━━━ WORKING DATA ━━━

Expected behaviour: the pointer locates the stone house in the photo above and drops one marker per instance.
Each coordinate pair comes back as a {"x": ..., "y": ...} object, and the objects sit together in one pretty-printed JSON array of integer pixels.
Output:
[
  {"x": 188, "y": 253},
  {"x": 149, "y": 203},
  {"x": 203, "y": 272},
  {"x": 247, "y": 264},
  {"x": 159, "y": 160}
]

━━━

# WHAT THE EXERCISE ASKS:
Reproduce every line of the records above without changing anything.

# SOLUTION BELOW:
Expected behaviour: the pointer locates the stone house in the photo above and drops one marker per instance.
Each coordinate pair comes back as a {"x": ..., "y": ...} object, and the objects sit together in one pretty-printed JSON array of integer pixels.
Output:
[
  {"x": 188, "y": 253},
  {"x": 149, "y": 203},
  {"x": 203, "y": 272},
  {"x": 247, "y": 264},
  {"x": 159, "y": 160}
]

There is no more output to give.